__Reading text__:
Book 3, which I finally had enough disposable income to buy, concludes the saga, with heroism, excitement, giant mechas, god-guns, ninjas!, pretty pictures, humor (Silkworm undercutting the villain’s villainous boast to his Lovecraftian masters is the most hilarious counter to a monologue ever played dead straight), and even a heartwarming conclusion. It….

It’s….great.

Except it’s really, really abrupt.

…see, the problem is, Meyer treats these characters as though they’re multi-year established characters that the audience is intimately familiar with, has followed through adventures, knows them, knows their adversaries–such as the ones that pop up for one panel, get punched in the face, and then limp off clutching their jaw and muttering–and understands all these nuances of the setting and plot without prior setup in-story. In this story. And this is a problem, because while these characters may have this rich history, it’s in Meyer’s head, not within the (admittedly, expanding, but I’ve only read Lost Souls and G0d-King) extant canon of stories.

The story hangs together fine, it’s logical and the characters are consistent. And the art was prettier in this one than in the second, so that was nice, because I actually slowed down and looked at it now and then.

So, yeah: my only problems with this book is that a) it’s not an actual book, it’s a comic book. If you wanted to be a real writer, why not write real books….but actually my real problem is: It’s very abrupt and there’s very little setup. This may be a comic book thing–but I get the feeling that mostly that it’s a “lack of gigantic backstory canon that is actually written down for audiences, Zack” thing.

Anyhow. Will I buy more Jawbreakers books? There’s a simple enthusiasm in this franchise that is very endearing. Like Correia at his best, you can sometimes hear Meyer giggling to himself as he writes out sound effects for action-comedy scenes.–or feel the lump in your throat at the serious ones. On the other hand, these things are expensive, they take about twenty minutes to read through (because I’m not some moron with no reading comprehension who has to look at pictures), and they’re not exactly infinitely re-readable. 

Rated: it was great, but comic books just aren’t my thing. 

Readlist: Supercrooks! Superfiends! Supersleuths! And also Harry Vincent (sigh)

shadow_magazine_vol_1_57So, I’m at #68 I think? These have covered the gamut from The Crime Circus to Gypsy Vengeance, The Garaucan Swindle and Murder Marsh. One of the things that keeps these stories fresh is that there’s a huge range in genre: Murder Marsh and others before it have a gothic melodrama tone (frequently livened up by the entrance, stage left, of leering gunmen) and modulated by the presence of a mad (or at least, extremely permanently peeved) scientist. Gypsy Vengeance features actually precious little vengeance but long-lost aristocrats reclaiming their property and the ever-favorite, jewelry. And The Garaucan Swindle covers malfeasance by big banking corporations working in conjunction with corrupt South American regimes. Not to mention the ever-present gangsters.

__Dataset records__:
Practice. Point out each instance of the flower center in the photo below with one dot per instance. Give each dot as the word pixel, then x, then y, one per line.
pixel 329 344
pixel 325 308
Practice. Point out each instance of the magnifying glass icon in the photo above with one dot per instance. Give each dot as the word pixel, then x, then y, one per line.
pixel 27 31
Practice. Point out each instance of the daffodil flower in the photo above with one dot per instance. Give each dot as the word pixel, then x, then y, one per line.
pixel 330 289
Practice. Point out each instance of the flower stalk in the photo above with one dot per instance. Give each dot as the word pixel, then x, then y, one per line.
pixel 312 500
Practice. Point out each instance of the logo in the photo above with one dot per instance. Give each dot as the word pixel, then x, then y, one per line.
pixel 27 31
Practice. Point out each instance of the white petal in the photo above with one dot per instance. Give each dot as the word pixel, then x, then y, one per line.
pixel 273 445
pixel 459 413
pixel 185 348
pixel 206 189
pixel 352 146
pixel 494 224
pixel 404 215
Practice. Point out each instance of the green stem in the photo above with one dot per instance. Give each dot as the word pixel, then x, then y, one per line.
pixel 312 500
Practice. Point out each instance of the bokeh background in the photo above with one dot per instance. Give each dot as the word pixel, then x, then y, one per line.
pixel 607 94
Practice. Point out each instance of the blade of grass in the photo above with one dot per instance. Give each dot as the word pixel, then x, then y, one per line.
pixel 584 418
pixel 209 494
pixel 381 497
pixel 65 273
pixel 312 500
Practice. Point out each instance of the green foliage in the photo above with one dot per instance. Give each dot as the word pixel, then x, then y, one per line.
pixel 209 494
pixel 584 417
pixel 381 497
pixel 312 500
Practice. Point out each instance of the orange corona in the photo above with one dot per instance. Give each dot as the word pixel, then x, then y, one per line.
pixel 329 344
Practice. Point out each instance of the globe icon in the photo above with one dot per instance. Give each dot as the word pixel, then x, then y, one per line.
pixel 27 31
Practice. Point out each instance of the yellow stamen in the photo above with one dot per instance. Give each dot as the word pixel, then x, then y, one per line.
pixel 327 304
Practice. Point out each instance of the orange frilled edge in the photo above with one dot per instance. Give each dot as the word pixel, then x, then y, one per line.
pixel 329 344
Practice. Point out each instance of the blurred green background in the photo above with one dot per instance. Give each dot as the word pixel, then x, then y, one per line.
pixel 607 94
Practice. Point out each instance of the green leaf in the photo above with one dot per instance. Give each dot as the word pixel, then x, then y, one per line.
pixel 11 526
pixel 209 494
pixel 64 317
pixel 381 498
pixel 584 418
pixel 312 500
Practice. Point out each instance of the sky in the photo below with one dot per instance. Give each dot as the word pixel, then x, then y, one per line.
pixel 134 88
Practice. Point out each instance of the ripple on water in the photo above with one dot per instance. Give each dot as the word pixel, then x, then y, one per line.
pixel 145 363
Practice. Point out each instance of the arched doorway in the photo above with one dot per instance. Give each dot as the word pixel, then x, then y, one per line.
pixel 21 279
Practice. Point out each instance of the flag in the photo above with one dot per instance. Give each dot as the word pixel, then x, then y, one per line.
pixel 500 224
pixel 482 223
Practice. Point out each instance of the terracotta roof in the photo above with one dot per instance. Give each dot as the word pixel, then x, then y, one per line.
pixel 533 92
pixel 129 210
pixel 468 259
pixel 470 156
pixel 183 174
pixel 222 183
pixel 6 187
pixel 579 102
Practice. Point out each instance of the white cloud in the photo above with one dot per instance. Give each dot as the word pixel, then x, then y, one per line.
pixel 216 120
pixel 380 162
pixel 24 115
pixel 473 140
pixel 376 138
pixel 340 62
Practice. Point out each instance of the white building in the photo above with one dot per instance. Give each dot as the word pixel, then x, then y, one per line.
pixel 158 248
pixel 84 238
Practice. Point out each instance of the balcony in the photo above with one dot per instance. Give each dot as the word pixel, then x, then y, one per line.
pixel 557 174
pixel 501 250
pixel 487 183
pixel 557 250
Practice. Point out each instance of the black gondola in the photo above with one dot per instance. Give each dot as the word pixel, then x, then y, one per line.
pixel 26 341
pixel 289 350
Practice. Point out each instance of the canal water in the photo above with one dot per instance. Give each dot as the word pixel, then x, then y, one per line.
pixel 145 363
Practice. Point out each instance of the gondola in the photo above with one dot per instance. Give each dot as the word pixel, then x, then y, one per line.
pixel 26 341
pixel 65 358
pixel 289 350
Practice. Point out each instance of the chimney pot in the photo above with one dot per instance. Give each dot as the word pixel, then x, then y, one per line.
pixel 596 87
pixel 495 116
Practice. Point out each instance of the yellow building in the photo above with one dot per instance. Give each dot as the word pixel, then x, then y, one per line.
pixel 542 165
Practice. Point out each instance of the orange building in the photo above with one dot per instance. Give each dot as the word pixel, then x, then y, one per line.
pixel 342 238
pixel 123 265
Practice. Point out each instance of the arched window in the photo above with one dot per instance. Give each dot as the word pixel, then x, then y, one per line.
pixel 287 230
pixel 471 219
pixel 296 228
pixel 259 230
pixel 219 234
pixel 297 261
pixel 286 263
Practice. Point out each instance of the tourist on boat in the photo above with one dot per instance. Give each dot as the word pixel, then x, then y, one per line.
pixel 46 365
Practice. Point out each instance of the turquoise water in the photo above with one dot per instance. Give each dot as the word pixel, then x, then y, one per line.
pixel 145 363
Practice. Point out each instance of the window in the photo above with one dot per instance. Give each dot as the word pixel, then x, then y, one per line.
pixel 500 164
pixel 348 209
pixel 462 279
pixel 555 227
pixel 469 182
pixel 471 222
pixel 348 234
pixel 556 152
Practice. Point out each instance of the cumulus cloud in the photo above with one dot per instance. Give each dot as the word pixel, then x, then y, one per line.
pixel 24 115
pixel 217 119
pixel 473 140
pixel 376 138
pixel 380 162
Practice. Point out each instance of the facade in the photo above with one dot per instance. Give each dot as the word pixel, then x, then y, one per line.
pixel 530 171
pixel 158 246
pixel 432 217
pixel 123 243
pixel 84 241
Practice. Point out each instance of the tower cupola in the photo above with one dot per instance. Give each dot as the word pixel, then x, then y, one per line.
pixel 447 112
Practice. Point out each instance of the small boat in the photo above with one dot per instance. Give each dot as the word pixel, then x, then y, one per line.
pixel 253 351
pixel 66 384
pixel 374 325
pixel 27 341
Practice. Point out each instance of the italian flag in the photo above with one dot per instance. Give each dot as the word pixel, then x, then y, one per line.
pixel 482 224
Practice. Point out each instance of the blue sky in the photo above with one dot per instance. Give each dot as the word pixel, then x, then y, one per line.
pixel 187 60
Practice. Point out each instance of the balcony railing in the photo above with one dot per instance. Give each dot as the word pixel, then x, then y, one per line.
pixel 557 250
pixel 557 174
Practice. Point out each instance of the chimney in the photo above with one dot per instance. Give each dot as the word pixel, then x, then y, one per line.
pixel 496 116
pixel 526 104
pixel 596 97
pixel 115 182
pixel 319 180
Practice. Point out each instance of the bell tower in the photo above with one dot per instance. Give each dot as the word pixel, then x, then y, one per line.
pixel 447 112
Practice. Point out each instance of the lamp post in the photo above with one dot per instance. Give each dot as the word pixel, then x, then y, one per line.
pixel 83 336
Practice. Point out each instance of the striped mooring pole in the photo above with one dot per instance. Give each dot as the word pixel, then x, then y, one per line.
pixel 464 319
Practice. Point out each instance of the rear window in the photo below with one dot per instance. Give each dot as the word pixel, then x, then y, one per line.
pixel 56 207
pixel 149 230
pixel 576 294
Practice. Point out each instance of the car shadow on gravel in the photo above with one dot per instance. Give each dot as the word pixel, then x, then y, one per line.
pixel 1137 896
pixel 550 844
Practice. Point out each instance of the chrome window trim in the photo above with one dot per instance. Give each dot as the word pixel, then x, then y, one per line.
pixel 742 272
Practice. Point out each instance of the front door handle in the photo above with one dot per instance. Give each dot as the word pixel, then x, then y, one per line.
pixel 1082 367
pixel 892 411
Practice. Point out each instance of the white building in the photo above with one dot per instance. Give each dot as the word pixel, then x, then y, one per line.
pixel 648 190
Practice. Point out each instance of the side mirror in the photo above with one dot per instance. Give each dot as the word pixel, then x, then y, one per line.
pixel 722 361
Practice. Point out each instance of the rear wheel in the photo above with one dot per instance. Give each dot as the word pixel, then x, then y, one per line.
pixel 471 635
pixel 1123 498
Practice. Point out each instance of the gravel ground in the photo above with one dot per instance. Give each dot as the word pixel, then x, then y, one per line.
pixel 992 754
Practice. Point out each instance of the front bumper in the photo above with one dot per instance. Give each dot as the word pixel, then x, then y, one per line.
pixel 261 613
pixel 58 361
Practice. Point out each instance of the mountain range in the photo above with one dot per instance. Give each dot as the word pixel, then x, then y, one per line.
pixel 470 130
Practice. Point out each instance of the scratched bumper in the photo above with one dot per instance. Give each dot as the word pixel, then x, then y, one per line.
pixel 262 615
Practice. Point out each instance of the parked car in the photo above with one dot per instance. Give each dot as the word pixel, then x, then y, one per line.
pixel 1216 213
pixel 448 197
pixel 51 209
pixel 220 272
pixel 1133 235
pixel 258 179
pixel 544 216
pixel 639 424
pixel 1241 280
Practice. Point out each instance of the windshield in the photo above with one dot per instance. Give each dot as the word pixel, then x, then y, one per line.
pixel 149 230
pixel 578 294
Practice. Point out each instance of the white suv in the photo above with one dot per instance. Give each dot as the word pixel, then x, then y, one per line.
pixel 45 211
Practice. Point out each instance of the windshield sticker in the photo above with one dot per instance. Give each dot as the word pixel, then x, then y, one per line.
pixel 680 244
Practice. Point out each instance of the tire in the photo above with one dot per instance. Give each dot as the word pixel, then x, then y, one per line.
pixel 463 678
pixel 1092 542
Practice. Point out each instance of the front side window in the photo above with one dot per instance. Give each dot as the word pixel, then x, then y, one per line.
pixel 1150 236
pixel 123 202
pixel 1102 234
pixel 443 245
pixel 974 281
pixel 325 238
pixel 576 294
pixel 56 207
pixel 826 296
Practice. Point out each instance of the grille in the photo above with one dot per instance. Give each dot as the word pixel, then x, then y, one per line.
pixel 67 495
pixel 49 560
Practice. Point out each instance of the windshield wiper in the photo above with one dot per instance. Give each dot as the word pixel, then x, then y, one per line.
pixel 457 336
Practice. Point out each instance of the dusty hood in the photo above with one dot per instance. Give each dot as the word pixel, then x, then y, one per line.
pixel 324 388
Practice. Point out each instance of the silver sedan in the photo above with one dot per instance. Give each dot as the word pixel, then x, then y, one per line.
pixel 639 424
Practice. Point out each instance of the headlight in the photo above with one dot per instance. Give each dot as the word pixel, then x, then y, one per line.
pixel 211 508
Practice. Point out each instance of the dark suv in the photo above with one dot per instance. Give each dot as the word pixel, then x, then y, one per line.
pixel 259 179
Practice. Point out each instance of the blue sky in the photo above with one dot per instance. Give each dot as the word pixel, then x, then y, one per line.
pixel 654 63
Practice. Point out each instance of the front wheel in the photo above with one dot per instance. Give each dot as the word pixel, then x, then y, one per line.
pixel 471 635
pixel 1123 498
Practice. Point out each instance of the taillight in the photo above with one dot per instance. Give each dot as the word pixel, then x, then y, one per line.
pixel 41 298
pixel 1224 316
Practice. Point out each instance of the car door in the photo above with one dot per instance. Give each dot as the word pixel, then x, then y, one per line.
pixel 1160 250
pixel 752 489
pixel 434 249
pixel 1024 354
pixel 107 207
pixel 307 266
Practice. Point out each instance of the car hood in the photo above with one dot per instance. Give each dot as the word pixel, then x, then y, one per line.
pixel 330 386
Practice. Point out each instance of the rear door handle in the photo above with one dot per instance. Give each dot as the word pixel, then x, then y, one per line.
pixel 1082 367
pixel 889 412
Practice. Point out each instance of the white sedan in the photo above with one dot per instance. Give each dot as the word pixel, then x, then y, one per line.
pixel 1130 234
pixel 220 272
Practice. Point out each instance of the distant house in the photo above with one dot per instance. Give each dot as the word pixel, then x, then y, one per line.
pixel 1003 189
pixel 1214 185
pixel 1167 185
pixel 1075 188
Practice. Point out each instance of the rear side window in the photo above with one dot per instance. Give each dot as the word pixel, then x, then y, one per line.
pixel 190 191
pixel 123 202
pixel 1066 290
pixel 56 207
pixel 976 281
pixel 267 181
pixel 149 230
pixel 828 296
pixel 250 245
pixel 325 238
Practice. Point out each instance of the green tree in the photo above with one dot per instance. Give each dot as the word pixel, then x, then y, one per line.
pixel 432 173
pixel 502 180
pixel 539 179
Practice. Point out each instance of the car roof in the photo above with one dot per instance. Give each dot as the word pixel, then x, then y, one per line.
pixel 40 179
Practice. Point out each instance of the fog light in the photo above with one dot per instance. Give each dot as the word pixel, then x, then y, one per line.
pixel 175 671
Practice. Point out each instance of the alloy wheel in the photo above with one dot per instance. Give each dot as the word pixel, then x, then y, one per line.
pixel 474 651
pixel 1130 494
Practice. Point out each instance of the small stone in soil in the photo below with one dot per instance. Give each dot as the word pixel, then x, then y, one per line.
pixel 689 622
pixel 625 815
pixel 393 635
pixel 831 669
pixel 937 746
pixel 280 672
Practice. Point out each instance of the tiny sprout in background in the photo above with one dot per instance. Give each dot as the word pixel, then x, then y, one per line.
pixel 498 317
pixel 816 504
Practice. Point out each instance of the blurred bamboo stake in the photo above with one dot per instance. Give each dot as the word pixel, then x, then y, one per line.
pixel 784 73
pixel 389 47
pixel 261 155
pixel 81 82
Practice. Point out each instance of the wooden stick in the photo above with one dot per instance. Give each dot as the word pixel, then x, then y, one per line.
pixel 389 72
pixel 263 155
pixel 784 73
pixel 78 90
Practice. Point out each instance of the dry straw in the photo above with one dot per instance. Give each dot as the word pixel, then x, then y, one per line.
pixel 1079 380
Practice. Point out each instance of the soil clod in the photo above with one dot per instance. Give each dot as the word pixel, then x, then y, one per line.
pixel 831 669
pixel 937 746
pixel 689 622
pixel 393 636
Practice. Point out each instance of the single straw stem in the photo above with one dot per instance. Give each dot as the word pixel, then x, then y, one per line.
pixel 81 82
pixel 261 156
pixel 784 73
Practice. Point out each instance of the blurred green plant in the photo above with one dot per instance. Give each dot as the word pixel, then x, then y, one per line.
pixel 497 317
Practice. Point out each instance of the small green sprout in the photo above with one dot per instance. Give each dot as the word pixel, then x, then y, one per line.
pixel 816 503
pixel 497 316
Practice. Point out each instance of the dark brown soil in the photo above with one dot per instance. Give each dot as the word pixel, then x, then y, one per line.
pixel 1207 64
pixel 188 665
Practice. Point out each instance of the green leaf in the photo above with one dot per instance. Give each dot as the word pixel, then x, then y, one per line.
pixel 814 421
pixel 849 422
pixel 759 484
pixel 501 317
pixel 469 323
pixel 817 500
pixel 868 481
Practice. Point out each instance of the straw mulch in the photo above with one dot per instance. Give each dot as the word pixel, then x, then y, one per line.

__To be done__: Reproduce the stretch of the book review from "Except it’s really, really" through "canon of stories." word for word.

__Result__:
Except it’s really, really abrupt.

…see, the problem is, Meyer treats these characters as though they’re multi-year established characters that the audience is intimately familiar with, has followed through adventures, knows them, knows their adversaries–such as the ones that pop up for one panel, get punched in the face, and then limp off clutching their jaw and muttering–and understands all these nuances of the setting and plot without prior setup in-story. In this story. And this is a problem, because while these characters may have this rich history, it’s in Meyer’s head, not within the (admittedly, expanding, but I’ve only read Lost Souls and G0d-King) extant canon of stories.